From the data below, copy each line that includes the word "clicks".

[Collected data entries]
-*-*-

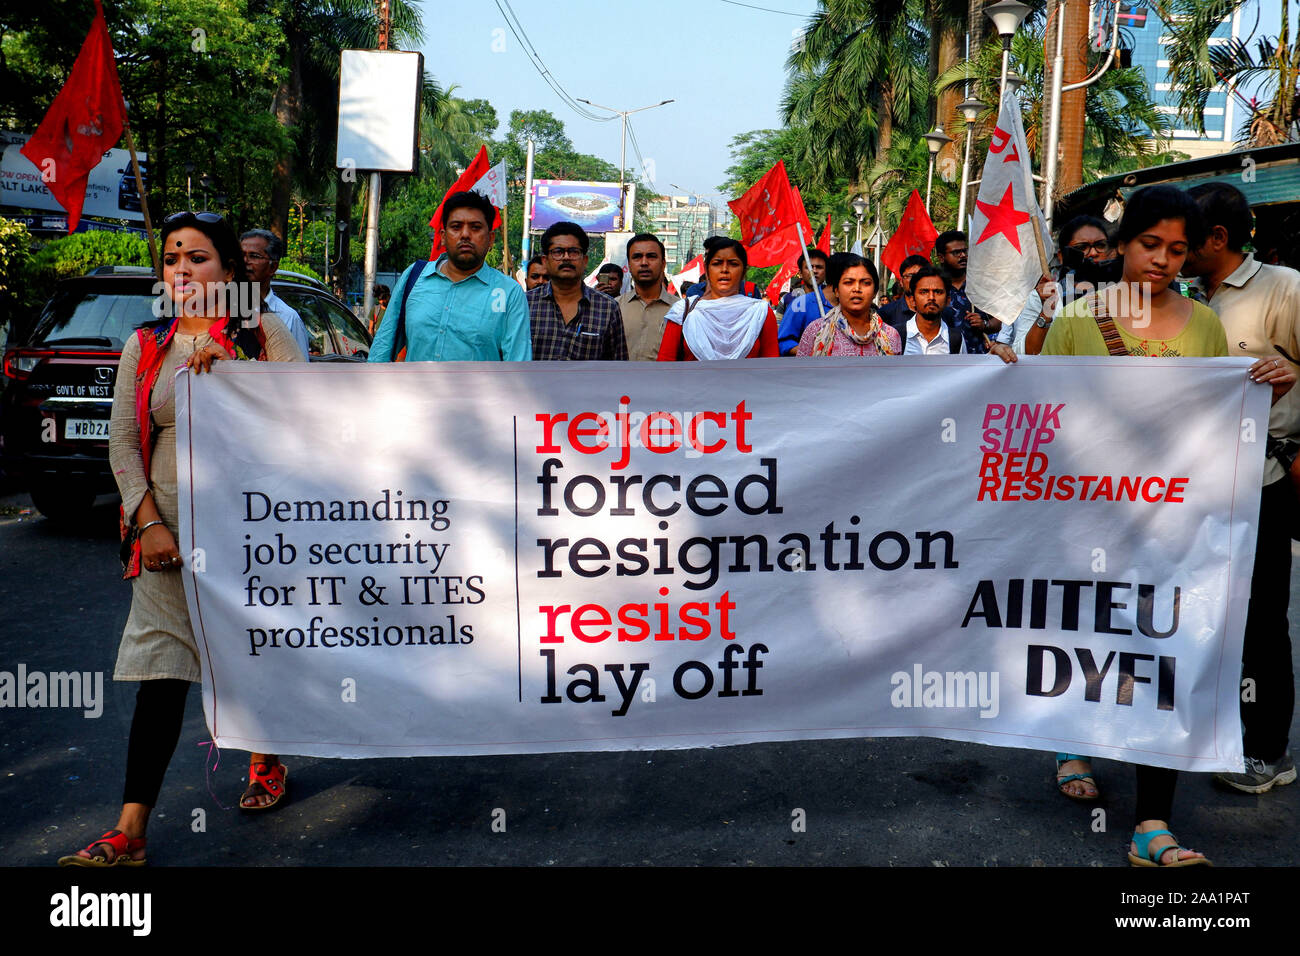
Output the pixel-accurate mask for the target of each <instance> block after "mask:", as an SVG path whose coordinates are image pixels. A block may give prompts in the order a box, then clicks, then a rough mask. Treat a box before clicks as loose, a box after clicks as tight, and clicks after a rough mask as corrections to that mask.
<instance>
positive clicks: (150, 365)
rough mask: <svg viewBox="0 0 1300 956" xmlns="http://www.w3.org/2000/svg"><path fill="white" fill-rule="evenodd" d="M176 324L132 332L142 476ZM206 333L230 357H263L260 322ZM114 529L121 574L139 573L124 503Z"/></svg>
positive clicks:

-*-*-

ANSWER SPACE:
Output the pixel-accurate mask for the target of each <instance> block after "mask:", as an SVG path whose coordinates are image pixels. A block may give prompts in the order a box, then clicks, then a rough mask. Treat a box before clicks as loose, a box after clicks as tight, and clicks after a rough mask as corrections to that mask.
positive clicks: (150, 365)
positive clicks:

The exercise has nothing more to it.